--- Supplied text ---
Josie Duffy Rice: And I’m Josie Duffy Rice, and this is What A Day, where we’re icing our legs after looking at pictures of people who ran marathons yesterday.
Priyanka Aribindi: Yeah, just seeing all of those posts felt like exercise enough for me.
Josie Duffy Rice: Honestly, if you look at pictures of marathons for 26 minutes, that’s equal to running 26 miles.
Priyanka Aribindi: Fair. I’ll take it. Yep.
Josie Duffy Rice: On today’s show, what we know so far from the tragedy at the Astroworld Festival. Plus, environmental activists demonstrate against the U.N. Climate Conference in Glasgow.
Priyanka Aribindi: But first, the House finally passed their $1 trillion bipartisan infrastructure bill on Friday night. That is a round of applause from Josie. And from me. We could give you the punchline you’re all waiting for, but we will let President Biden have it. Here he is:
[clip of President Biden] Finally, Infrastructure Week. [laughs] I’m so happy to say that: Infrastructure Week.
Josie Duffy Rice: I love it. Great jokes, Bidie. Priyanka, can you tell us what this bill includes, or at least some of it, because it’s a ton of stuff?
Priyanka Aribindi: Yes. OK, so it turns out one trillion dollars gives you a lot of ground to cover. So as infrastructure implies, there is about $110 billion in funding for highways, roads, bridges, projects like that all over the country, as well as $39 billion to improve public transit and make it more accessible. If you are listening on the New York City subway right now, you are probably excited to know that a lot is going to cities in particular to help them improve their public transit systems. $66 billion is also going towards railroad expansions and updates, mostly towards Amtrak, in hopes of providing a decent alternative to flying or driving in other areas beyond just the Northeast. And $42 billion in new spending will help update ports and airports nationwide.
Josie Duffy Rice: Yes, very necessary spending on infrastructure, and that’s really just the start. So what about the projects that aren’t just about transportation?
Priyanka Aribindi: Yeah, there are a lot of things that infrastructure covers that’s not just, you know, the traditional stuff you think of. $73 billion in this bill goes towards updating and expanding the power grid. 50 billion goes towards infrastructure against climate change and cyber attacks. 55 billion is for clean drinking water and 65 billion will go towards broadband access for high-speed internet. There’s also funding for removing pollution from soil and water, adding electric vehicle chargers nationwide, adding more zero- and low-emission busses and ferries, and more. This is truly a massive bill. According to the New York Times, it is the largest public works bill since President Eisenhower created the interstate system, so . . .
Josie Duffy Rice: Wild. Completely wild.
Priyanka Aribindi: Big things happening. And I know I just threw a lot of numbers at all of you, so we are going to link an article in our show notes that kind of lays it all out if you prefer to see it that way.
--- Information shown ---
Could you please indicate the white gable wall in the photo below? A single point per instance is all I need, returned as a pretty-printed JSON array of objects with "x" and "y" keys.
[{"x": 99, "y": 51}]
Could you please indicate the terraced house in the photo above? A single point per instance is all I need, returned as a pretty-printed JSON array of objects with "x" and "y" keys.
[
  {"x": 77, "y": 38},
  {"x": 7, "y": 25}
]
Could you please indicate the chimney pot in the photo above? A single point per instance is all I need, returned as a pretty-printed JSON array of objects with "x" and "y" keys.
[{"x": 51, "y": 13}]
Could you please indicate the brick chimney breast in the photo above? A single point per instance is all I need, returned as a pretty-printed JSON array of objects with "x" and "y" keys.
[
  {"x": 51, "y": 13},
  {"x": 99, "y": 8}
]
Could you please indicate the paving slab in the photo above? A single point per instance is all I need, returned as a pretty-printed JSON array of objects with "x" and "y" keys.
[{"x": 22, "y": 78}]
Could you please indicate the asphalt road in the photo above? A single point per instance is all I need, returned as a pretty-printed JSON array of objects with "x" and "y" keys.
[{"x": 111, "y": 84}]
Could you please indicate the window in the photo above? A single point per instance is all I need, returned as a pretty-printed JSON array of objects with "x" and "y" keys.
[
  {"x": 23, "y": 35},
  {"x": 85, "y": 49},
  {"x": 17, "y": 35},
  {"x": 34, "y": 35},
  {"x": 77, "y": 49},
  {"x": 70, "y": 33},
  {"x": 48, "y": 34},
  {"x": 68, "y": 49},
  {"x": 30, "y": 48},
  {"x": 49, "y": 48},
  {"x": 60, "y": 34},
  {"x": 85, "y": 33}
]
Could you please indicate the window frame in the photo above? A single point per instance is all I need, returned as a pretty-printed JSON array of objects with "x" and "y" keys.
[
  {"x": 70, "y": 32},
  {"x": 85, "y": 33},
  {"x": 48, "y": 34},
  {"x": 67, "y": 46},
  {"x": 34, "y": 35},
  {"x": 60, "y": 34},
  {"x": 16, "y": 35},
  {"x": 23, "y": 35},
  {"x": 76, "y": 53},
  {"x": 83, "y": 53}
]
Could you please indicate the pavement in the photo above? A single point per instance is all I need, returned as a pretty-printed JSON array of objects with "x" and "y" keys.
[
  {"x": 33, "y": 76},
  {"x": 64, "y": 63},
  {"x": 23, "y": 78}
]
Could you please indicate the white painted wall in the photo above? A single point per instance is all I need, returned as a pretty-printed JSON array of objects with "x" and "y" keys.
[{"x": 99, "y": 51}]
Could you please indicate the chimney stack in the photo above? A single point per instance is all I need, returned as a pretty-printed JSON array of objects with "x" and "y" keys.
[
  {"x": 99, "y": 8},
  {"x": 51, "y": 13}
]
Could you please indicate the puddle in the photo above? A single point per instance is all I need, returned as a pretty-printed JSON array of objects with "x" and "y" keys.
---
*Task instructions:*
**A.** In the rows, rewrite the lines from the one holding "Could you please indicate the chimney stack" through the end of the rows, inclusive, so that "puddle" becomes "storm drain" and nothing else changes. Return only those lines.
**B.** Continue the podcast transcript about the infrastructure bill from the point where it stops.
These rows are unrelated to the podcast transcript above.

*Responses to the exercise:*
**A.**
Could you please indicate the chimney stack in the photo above? A single point per instance is all I need, returned as a pretty-printed JSON array of objects with "x" and "y" keys.
[
  {"x": 99, "y": 8},
  {"x": 51, "y": 13}
]
Could you please indicate the storm drain in the photo above? A single point per instance is all I need, returned as a pretty-printed JSON array of objects with "x" and "y" keys.

**B.**
Josie Duffy Rice: There was a lot of stress and back and forth about this bill, but it does seem like the Democrats were able to get a lot of their priorities and things we’ve been hearing them talk about for a long time into it.
Priyanka Aribindi: Yeah, you may have been listening to us pull our own hair out for months on end on this show.
Josie Duffy Rice: Exactly, exactly.
Priyanka Aribindi: But yes, this has been a huge priority for the Biden administration. So they are definitely happy to have this movement after a lot of time.
Josie Duffy Rice: Can you tell us how this finally came together? Because for a while, it seems like not everybody was exactly on the same page about it. Do you think it’s fair to say?
Priyanka Aribindi: Definitely not on the same page. So, as you know, progressive Democrats didn’t want to pass this bill without passing the Build Back Better Act, which is the social spending bill that was meant to accompany these infrastructure investments. But a compromise came on Friday, in part through a deal that was thought up by leaders of the Congressional Black Caucus. So this is how it all happened: on Friday night, a group of moderate Democrats agreed to vote for the Build Back Better Act, which is the social spending bill in its current form no later than the week of November 15th. After that, Representative Pramila Jayapal, who is the chair of the Progressive Caucus, made a statement confirming that agreement and saying that the Progressive Caucus would now support the infrastructure bill as opposed to waiting to pass both of those bills at the same time.
Josie Duffy Rice: That seems like a lot of people working together. What about Republicans? Did they contribute at all, or did they do anything to help this along, or what happened here?
Priyanka Aribindi: You know, there were a few. The final vote actually included 13 Republicans who joined 215 Democrats in supporting the bill. Six progressive Democrats still voted against it, arguing that you know this was giving up leverage on the Build Back Better Act and getting that passed. It’s also important to remember that this infrastructure bill passed the Senate in August, which feels like forever ago, but not only passed, it also had the support of 19 Republican senators—so very bipartisan. And now it’s headed to Biden’s desk, and he says he is going to sign it into law this week.
Josie Duffy Rice: OK, so that sounds good. So what happens now with the Build Back Better Act?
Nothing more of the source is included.